§ EXERCISE TASK 1
Copy out the following article on company reputation rankings for 2005 in full, word for word.

== SUPPLIED PASSAGE ==

The reputation rollercoaster

As new research measures the impact of good reputation on share value, Adam Hill looks at the winners and losers for 2005

Regular readers of PRWeek's Reputation Monitor may be less than surprised to find – in our round up of the year's best and worst performers – Tesco and Asda as the kings of media image. Indeed, the seemingly invincible supermarkets' respective first and second positions are a mirror of 2004's standings.
But while the song remains the same for these high-street favourites, others have had a much more tumultuous 2005 (see tables). While Sainsbury's rocketed up the table – eighth from bottom last year, sixth from top in 2005 – Morrisons fell spectacularly, dogged by its ill-starred acquisition of Safeway.
Meanwhile, our reputation rundown is given
extra zest this year by added research from Factiva, the Dow Jones and Reuters-owned business news resource. The research equates good reputation with stock market performance and measures the media visibility of CEOs by volume of coverage – or 'share of voice' – and the tone of that coverage.
Manage the good and the bad
'Firms spend a lot of money on "the brand",' says Factiva chief marketing officer Alan Scott. 'But the rules are changing, largely due to the speed of reaction of NGOs and blogs. Research shows there's a performance gain for people who manage reputation well, facing up to issues in the company, good or bad.'
The companies at the top of the Reputation Monitor table appear to understand this. It
is compiled over the year from Thomson Intermedia's National News Index (NNI), which measures media sentiment, excluding stock market reports and passing mentions.
For example, Asda achieved an NNI score of 5,769 – more than twice that of nearest
rival EasyJet, which lies in third. Typical of
its proactive approach to good PR was a pledge in September of £130m of price cuts in the ongoing high-street retail war (its cheapest DVD player was dropped to £19.74).
Asda's initiative to slash the price of petrol was swiftly followed by other supermarkets and put the onus on BP, Shell and Esso to do the same.

===

§ EXERCISE TASK 2
In the records below, how many lines contain the string "sandal"? Treat uppercase and lowercase letters as distinct, and give only the number.

== MATERIAL ==

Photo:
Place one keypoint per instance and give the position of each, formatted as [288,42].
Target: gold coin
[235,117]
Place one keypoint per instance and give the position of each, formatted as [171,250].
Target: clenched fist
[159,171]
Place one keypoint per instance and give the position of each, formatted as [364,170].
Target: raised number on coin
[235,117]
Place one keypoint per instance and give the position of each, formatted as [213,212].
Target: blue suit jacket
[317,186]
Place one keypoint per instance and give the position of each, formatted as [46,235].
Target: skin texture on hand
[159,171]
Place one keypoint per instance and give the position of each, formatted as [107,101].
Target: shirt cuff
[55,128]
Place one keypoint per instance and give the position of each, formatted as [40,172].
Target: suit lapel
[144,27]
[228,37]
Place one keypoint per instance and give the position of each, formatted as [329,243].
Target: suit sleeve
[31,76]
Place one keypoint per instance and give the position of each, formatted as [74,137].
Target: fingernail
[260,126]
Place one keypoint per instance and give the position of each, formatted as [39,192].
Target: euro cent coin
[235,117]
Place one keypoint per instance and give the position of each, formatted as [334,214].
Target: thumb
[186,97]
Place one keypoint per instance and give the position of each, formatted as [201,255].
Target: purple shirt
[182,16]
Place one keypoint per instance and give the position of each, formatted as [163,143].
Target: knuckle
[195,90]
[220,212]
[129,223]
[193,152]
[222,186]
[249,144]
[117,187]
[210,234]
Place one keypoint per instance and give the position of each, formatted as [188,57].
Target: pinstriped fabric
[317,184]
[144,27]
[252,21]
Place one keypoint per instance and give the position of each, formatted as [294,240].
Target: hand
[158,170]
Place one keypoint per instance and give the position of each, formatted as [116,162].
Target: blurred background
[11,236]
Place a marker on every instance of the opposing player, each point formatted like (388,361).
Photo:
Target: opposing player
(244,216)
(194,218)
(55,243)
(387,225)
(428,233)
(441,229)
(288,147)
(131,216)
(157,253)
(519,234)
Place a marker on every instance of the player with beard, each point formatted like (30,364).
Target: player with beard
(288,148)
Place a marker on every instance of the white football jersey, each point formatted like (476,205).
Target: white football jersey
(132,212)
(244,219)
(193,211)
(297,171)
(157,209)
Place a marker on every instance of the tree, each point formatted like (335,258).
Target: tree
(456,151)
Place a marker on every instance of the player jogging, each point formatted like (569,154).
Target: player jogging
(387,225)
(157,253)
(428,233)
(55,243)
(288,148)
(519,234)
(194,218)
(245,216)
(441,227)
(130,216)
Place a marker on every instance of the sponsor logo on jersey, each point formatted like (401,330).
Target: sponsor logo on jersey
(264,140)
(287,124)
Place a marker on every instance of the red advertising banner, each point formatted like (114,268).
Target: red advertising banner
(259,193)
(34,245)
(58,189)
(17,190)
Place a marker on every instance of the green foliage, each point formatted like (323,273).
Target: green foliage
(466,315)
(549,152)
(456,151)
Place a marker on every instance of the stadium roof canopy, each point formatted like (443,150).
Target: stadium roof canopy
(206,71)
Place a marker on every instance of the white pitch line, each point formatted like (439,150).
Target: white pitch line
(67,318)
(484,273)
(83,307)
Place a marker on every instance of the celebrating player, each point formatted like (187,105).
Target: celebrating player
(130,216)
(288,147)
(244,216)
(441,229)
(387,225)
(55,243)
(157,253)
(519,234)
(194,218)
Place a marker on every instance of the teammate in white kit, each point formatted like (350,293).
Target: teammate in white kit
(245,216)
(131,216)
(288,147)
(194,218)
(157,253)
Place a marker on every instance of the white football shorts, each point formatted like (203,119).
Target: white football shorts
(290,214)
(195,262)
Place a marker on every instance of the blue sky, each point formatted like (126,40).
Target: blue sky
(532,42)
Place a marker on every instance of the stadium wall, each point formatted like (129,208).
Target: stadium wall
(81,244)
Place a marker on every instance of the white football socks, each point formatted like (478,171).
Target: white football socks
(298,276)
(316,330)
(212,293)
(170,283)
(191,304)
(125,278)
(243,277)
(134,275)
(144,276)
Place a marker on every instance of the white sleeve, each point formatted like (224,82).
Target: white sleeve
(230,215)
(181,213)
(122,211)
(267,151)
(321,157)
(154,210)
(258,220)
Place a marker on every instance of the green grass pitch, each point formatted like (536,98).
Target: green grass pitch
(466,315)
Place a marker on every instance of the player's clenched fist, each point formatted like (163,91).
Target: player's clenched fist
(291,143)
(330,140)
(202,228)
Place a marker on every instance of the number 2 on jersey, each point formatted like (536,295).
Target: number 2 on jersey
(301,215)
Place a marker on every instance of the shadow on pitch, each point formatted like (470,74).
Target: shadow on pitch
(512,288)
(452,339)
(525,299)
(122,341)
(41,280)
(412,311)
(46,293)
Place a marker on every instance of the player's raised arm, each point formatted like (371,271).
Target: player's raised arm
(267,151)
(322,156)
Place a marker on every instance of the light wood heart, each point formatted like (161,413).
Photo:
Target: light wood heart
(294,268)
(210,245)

===
== MATERIAL ==

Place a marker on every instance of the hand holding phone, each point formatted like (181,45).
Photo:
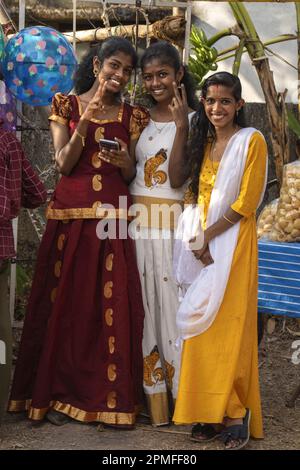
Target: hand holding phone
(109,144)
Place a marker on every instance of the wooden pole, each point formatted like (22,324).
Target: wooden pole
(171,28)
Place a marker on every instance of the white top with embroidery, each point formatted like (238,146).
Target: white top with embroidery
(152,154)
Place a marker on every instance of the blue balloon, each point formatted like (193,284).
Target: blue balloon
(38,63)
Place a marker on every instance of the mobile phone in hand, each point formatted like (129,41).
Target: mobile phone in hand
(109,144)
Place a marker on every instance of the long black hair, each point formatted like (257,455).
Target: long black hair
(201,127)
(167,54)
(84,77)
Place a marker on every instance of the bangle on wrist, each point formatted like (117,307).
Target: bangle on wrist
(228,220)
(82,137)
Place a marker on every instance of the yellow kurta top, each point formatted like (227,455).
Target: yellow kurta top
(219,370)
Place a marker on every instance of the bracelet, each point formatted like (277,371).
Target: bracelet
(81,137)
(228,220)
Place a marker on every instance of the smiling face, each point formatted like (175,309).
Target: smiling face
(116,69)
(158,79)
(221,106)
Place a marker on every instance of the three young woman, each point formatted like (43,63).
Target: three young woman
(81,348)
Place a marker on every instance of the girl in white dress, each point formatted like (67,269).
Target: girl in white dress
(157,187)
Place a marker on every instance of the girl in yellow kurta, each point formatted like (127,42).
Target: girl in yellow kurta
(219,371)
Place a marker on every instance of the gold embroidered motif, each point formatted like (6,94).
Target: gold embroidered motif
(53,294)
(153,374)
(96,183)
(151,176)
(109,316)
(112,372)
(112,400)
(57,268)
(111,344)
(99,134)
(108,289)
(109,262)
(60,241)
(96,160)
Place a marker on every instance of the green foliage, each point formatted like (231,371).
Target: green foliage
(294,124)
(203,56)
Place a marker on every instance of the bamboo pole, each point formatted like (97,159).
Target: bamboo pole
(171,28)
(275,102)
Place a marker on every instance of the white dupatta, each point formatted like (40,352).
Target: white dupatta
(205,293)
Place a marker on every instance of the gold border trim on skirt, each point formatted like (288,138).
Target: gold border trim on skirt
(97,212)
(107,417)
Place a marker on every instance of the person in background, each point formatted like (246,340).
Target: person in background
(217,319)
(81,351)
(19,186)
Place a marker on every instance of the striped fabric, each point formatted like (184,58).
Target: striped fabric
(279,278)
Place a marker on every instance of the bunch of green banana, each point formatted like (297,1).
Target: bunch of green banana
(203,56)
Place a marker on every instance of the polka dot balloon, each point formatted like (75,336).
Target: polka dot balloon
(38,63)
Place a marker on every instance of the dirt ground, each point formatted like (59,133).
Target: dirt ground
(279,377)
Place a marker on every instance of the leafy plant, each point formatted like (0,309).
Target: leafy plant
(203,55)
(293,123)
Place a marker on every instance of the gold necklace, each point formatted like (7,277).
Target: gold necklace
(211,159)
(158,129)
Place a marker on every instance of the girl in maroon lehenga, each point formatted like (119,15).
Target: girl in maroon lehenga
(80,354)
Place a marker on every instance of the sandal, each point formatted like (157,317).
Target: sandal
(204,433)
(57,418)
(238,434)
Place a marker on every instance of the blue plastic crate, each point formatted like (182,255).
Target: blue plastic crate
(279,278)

===
== MATERIAL ==

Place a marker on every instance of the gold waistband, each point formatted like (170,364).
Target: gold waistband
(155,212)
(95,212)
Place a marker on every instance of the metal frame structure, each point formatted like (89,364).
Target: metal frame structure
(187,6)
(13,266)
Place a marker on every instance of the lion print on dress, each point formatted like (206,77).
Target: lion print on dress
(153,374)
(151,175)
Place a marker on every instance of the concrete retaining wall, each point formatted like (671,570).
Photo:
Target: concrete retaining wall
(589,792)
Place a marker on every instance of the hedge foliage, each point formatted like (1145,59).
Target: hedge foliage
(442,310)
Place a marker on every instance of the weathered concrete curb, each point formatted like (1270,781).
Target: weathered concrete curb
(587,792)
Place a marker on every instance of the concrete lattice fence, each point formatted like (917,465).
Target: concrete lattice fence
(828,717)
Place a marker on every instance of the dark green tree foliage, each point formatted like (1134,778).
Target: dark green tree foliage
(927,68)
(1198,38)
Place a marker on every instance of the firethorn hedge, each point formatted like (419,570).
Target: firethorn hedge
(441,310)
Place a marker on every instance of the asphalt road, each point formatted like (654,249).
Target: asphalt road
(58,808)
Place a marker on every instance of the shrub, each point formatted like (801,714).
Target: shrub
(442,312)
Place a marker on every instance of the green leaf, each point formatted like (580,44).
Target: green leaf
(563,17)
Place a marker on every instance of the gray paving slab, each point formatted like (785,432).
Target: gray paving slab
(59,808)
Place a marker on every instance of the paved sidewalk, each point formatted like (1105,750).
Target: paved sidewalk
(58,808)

===

§ CORRECT ANSWER 1
The reputation rollercoaster

As new research measures the impact of good reputation on share value, Adam Hill looks at the winners and losers for 2005

Regular readers of PRWeek's Reputation Monitor may be less than surprised to find – in our round up of the year's best and worst performers – Tesco and Asda as the kings of media image. Indeed, the seemingly invincible supermarkets' respective first and second positions are a mirror of 2004's standings.
But while the song remains the same for these high-street favourites, others have had a much more tumultuous 2005 (see tables). While Sainsbury's rocketed up the table – eighth from bottom last year, sixth from top in 2005 – Morrisons fell spectacularly, dogged by its ill-starred acquisition of Safeway.
Meanwhile, our reputation rundown is given
extra zest this year by added research from Factiva, the Dow Jones and Reuters-owned business news resource. The research equates good reputation with stock market performance and measures the media visibility of CEOs by volume of coverage – or 'share of voice' – and the tone of that coverage.
Manage the good and the bad
'Firms spend a lot of money on "the brand",' says Factiva chief marketing officer Alan Scott. 'But the rules are changing, largely due to the speed of reaction of NGOs and blogs. Research shows there's a performance gain for people who manage reputation well, facing up to issues in the company, good or bad.'
The companies at the top of the Reputation Monitor table appear to understand this. It
is compiled over the year from Thomson Intermedia's National News Index (NNI), which measures media sentiment, excluding stock market reports and passing mentions.
For example, Asda achieved an NNI score of 5,769 – more than twice that of nearest
rival EasyJet, which lies in third. Typical of
its proactive approach to good PR was a pledge in September of £130m of price cuts in the ongoing high-street retail war (its cheapest DVD player was dropped to £19.74).
Asda's initiative to slash the price of petrol was swiftly followed by other supermarkets and put the onus on BP, Shell and Esso to do the same.

§ CORRECT ANSWER 2
2